#### Document text:
+ + + + + + +

# Litter Boxes



## labs5 (Mar 7, 2011)

Hello Everyone!

It's been a while since i was on here. But i'm getting my new hedgie on Sunday and am still looking for a few supplies since they are hard to find. 

But i have been unable to locate something that is suitable (or that i know). I did find a reptile bathing pool which looks to be made of a hard material. It looked big enough but i wanted to know if that is ok or not.


----------



## CanadienHedgie (Feb 4, 2011)

Can you post a picture or link of it?

There are a lot of options for a litter box. Buying ferret/rabbit litter boxes from a pet store http://www.petsmart.com/product/index.j ... Id=2752714
Cake pans http://www.kitchendance.com/foilcakepans.html
Ovenware: http://www.glad.com/containers/ovenware_8x8
Kleenex box with the side cut down (this will need to be replaces often)

+ + + + + + +

#### Location identification entries:
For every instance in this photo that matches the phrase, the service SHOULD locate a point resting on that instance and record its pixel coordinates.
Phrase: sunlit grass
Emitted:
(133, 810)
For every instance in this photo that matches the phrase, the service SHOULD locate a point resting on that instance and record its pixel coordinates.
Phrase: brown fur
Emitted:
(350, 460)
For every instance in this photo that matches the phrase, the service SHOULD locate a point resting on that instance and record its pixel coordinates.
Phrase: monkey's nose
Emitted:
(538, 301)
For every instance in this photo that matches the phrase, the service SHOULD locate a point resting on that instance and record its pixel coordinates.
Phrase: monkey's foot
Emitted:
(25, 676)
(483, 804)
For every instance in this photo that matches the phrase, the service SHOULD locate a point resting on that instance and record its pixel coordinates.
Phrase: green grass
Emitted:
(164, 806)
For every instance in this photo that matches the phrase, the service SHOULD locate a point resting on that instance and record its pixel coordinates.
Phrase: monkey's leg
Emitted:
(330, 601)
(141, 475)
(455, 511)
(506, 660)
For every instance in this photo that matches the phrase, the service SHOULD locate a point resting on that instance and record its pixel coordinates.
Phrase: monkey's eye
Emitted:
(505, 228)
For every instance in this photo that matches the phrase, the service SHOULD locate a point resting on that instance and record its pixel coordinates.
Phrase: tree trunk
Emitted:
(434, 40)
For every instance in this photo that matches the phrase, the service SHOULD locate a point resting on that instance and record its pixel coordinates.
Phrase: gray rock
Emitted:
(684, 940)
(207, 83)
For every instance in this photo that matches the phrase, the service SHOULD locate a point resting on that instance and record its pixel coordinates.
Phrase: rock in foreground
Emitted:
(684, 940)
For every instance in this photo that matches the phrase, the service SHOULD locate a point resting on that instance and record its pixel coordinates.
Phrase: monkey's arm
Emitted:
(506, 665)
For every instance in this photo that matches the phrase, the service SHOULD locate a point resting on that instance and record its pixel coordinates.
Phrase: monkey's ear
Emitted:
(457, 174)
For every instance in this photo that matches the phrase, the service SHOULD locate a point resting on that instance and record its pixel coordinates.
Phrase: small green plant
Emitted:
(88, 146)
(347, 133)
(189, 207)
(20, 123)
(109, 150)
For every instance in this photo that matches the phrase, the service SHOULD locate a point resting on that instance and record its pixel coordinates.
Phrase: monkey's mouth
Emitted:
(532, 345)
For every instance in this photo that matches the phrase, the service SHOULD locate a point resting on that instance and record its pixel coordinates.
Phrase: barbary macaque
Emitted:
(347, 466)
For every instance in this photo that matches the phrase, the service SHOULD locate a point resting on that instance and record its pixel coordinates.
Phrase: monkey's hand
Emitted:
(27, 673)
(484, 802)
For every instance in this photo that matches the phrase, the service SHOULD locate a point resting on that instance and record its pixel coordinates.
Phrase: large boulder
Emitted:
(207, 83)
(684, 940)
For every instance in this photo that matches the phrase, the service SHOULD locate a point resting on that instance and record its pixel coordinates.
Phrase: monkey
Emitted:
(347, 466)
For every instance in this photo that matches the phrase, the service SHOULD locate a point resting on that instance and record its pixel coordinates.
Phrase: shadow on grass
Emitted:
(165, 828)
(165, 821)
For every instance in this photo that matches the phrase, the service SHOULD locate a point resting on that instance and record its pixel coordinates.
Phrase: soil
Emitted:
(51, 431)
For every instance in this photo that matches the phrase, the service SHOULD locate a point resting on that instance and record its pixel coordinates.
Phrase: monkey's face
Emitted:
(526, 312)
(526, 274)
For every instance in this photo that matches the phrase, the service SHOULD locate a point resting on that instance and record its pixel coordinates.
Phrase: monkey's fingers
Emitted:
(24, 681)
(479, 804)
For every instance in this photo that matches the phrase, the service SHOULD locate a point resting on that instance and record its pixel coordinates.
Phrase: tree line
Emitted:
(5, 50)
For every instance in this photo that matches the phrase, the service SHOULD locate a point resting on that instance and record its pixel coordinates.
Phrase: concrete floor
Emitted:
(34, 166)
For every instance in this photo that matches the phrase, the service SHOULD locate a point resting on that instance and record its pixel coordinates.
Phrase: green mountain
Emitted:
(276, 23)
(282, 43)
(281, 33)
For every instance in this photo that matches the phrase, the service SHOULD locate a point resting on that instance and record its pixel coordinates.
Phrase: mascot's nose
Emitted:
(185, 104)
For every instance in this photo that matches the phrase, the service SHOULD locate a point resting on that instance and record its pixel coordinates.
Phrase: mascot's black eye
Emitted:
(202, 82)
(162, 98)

+ + + + + + +

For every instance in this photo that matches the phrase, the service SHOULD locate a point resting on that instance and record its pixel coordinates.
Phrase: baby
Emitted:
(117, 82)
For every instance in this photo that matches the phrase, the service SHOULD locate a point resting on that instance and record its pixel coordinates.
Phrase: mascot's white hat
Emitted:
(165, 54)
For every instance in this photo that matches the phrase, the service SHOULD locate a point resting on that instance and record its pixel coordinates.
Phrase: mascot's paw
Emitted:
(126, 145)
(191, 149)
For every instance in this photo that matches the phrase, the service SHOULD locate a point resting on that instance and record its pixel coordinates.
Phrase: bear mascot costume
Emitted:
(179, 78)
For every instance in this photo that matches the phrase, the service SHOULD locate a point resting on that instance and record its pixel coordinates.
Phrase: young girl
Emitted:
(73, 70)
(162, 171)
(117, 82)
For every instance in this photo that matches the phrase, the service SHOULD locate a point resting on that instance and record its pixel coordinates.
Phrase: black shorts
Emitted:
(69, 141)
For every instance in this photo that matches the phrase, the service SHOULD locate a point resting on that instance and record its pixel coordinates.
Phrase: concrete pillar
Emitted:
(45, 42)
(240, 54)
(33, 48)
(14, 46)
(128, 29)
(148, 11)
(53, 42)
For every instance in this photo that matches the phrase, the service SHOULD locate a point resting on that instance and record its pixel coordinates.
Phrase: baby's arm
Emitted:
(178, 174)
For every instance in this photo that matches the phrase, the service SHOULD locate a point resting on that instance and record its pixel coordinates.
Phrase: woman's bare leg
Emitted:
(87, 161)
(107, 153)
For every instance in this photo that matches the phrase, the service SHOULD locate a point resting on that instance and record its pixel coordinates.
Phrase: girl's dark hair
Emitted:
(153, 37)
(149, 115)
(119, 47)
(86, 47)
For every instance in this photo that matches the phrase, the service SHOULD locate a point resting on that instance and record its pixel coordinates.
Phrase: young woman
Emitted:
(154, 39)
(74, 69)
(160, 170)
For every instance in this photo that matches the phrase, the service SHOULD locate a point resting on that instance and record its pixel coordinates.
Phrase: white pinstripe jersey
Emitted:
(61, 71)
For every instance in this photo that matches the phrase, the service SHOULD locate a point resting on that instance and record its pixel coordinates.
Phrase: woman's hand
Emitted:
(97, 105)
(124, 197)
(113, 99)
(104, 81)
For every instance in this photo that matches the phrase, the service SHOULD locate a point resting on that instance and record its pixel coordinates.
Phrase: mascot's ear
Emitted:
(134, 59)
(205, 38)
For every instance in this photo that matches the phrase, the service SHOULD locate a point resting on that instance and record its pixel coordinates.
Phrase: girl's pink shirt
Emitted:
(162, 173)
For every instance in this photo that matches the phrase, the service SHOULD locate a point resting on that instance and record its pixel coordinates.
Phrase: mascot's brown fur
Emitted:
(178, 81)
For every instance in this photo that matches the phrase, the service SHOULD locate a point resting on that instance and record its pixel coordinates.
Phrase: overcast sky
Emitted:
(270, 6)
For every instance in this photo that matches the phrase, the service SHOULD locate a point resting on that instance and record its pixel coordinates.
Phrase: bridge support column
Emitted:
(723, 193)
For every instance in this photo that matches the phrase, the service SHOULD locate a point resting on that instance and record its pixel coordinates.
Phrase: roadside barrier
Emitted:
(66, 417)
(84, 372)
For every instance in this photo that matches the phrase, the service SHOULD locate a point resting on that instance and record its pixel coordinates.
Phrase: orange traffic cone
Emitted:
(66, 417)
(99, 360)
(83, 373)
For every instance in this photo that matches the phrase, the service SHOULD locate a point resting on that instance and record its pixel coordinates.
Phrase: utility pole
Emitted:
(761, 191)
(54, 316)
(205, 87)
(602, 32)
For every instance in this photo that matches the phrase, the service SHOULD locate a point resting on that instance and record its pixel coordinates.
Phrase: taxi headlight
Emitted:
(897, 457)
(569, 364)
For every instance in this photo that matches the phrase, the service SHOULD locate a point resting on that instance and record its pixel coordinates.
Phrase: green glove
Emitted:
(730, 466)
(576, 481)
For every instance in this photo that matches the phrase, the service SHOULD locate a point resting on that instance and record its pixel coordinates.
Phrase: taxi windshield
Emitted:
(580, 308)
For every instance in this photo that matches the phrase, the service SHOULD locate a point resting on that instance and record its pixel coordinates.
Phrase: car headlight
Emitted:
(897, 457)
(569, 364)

+ + + + + + +

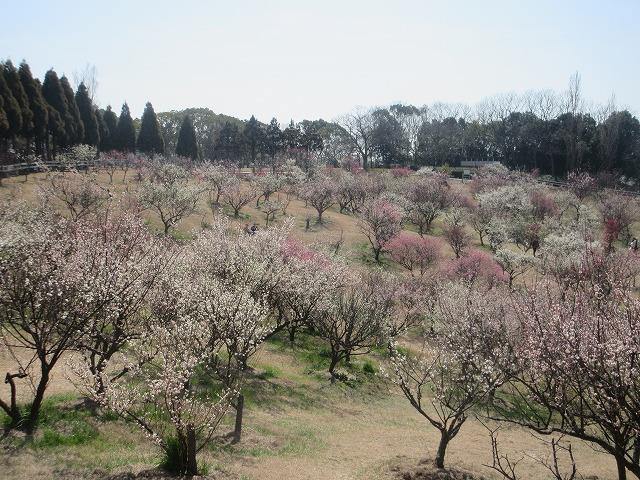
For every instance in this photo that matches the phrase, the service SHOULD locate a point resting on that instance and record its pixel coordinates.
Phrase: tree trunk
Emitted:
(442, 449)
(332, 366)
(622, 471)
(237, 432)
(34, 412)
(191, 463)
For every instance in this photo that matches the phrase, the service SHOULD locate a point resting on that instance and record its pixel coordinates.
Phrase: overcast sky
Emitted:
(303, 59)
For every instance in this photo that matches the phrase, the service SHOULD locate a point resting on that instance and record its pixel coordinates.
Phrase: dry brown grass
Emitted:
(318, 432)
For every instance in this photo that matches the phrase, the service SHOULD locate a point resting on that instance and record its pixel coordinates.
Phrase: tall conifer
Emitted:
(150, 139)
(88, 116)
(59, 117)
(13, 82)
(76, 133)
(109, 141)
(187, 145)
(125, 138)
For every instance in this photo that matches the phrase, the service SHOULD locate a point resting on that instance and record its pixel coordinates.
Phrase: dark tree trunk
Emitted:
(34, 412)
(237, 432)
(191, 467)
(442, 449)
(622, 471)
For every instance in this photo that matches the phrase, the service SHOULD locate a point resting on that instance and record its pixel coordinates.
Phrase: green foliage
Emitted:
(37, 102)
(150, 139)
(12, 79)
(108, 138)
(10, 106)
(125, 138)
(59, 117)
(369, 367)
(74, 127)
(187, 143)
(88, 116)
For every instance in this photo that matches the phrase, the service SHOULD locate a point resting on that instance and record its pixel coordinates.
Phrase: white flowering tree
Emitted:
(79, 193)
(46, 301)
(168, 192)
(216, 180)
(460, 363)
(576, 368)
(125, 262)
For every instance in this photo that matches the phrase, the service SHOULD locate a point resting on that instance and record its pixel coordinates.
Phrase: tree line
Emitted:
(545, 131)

+ + + + + + +

#### What is expected:
Carry on the litter box thread, starting right after its last line.

#### Written reply:
----------



## labs5 (Mar 7, 2011)

I just thought that the rabbit/ferret one was too high. But now ii know better


----------



## kelybely (Oct 19, 2010)

Here is a good size litter pan. 
http://www.petco.com/product/114131/Sen ... itterBoxes
You would need to get the samll one. Its about the same width and height as the one that comes with the CSW.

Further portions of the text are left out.